* _Directions for this task_: Exactly and only the lines from the one containing "For every instance of the window" through the close of the entries below are to be set down.
— Start —
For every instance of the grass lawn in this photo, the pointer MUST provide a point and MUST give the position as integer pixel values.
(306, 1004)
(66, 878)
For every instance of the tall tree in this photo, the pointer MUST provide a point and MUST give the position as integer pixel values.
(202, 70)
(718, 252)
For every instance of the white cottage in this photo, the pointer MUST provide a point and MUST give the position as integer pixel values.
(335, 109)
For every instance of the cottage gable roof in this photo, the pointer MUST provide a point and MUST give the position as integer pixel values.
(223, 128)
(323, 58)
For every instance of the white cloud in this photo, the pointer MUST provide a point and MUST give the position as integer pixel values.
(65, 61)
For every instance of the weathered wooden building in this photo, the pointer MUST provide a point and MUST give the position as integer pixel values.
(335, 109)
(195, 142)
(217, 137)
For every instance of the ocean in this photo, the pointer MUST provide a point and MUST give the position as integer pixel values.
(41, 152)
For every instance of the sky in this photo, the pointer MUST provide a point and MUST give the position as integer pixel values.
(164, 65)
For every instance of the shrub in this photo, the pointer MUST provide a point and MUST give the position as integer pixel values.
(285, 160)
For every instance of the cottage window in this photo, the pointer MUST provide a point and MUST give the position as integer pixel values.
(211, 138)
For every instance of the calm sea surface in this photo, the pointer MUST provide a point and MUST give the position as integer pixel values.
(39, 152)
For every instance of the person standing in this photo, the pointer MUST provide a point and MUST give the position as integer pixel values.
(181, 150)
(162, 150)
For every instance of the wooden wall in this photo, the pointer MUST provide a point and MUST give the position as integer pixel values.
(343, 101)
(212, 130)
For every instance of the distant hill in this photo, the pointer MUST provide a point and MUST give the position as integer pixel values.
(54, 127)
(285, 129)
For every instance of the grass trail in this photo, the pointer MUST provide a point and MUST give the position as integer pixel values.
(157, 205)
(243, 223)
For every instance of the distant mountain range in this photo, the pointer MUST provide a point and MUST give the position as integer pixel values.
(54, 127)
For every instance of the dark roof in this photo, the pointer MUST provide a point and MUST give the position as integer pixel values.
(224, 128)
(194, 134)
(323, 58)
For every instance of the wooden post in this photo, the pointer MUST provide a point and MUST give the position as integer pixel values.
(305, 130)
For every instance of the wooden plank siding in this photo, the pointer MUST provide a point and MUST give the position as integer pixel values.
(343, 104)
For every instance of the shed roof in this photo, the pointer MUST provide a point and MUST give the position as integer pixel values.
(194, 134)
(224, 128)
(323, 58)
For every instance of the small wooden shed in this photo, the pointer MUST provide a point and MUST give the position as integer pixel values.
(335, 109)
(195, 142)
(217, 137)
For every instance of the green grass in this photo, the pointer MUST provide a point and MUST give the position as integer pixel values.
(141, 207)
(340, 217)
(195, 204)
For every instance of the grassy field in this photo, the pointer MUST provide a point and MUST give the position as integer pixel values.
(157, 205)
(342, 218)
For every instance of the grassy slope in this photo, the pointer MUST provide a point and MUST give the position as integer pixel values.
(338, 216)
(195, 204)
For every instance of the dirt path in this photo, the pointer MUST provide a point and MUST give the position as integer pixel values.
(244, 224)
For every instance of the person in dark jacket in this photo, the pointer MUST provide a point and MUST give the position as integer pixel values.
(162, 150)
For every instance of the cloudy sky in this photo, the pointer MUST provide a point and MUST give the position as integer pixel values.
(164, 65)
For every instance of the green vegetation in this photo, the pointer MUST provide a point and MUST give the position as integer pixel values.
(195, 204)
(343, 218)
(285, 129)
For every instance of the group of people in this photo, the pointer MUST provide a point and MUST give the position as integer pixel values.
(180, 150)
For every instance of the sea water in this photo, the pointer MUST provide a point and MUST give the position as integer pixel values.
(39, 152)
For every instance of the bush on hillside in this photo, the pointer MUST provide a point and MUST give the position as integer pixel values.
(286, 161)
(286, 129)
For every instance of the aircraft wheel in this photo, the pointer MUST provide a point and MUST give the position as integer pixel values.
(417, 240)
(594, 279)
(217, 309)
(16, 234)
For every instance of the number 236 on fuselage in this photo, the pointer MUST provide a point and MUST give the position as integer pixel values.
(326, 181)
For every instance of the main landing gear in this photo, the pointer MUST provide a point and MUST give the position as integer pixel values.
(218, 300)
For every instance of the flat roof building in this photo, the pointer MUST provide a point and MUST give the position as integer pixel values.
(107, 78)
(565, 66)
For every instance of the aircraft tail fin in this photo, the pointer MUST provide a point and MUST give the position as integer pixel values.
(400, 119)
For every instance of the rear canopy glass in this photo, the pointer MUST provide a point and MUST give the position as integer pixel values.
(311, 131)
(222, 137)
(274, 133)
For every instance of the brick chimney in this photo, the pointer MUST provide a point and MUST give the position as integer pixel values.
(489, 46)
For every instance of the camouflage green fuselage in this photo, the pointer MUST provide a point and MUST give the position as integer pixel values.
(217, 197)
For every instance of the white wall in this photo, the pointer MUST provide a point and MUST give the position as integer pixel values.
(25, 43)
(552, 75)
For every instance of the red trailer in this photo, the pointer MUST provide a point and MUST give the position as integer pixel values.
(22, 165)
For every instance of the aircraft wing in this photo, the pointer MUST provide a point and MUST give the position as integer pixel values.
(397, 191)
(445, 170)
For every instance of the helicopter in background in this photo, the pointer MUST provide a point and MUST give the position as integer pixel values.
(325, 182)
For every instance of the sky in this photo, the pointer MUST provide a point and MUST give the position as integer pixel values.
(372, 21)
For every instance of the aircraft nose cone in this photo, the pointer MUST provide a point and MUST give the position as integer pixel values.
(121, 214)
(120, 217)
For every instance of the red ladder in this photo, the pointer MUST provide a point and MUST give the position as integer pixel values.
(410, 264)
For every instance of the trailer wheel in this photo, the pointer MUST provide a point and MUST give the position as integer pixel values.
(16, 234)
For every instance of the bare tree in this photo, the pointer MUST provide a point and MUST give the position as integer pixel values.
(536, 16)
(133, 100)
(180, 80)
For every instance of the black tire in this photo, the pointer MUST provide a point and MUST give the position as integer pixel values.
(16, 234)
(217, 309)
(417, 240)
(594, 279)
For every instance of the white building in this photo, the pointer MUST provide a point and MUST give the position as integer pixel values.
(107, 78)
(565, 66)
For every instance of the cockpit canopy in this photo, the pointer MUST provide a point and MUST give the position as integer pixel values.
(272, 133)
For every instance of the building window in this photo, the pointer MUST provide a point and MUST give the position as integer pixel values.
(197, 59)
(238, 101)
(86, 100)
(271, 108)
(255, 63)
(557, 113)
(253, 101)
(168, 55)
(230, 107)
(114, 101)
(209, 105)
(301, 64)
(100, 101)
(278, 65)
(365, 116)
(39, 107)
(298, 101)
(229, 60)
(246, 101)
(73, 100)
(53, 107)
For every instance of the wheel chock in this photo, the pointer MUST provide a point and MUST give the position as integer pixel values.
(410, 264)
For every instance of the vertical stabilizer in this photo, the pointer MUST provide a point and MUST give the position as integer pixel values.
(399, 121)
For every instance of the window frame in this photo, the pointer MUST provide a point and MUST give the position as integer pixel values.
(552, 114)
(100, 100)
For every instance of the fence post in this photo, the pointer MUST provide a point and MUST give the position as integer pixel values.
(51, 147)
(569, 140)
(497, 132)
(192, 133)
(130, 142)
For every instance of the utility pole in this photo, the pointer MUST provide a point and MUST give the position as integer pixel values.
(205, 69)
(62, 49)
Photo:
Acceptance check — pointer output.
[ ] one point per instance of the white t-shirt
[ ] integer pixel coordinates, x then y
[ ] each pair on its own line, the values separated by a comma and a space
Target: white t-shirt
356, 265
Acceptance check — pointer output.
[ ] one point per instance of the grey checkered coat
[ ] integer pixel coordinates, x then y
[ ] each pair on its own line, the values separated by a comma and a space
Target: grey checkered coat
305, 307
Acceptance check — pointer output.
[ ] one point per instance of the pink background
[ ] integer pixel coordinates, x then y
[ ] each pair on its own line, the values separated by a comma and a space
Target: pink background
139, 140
— End —
* _Written response_:
For every instance of the window frame in this photo, the pointer MUST provide a point and MUST give the position as integer pixel values.
(552, 114)
(100, 100)
For every instance of the fence post in this photo, the pointer MUST provide a point and MUST give the position as integer pixel values.
(51, 147)
(569, 140)
(497, 132)
(192, 133)
(130, 142)
For every instance of the utility pole in this photo, the pointer MUST provide a point and MUST give the position as integer pixel values.
(205, 69)
(62, 49)
Photo:
Acceptance check — pointer output.
[ ] one point per instance of the white t-shirt
[ ] integer pixel coordinates, x then y
[ ] each pair on its own line, the values separated by a comma and a space
Target: white t-shirt
356, 265
Acceptance check — pointer output.
[ ] one point per instance of the grey checkered coat
[ ] integer pixel coordinates, x then y
[ ] each pair on its own line, the values separated by a comma and a space
Target: grey checkered coat
305, 307
Acceptance check — pointer output.
[ ] one point per instance of the pink background
[ ] integer pixel coordinates, x then y
[ ] each pair on its own line, the values separated by a comma and a space
Target: pink background
139, 140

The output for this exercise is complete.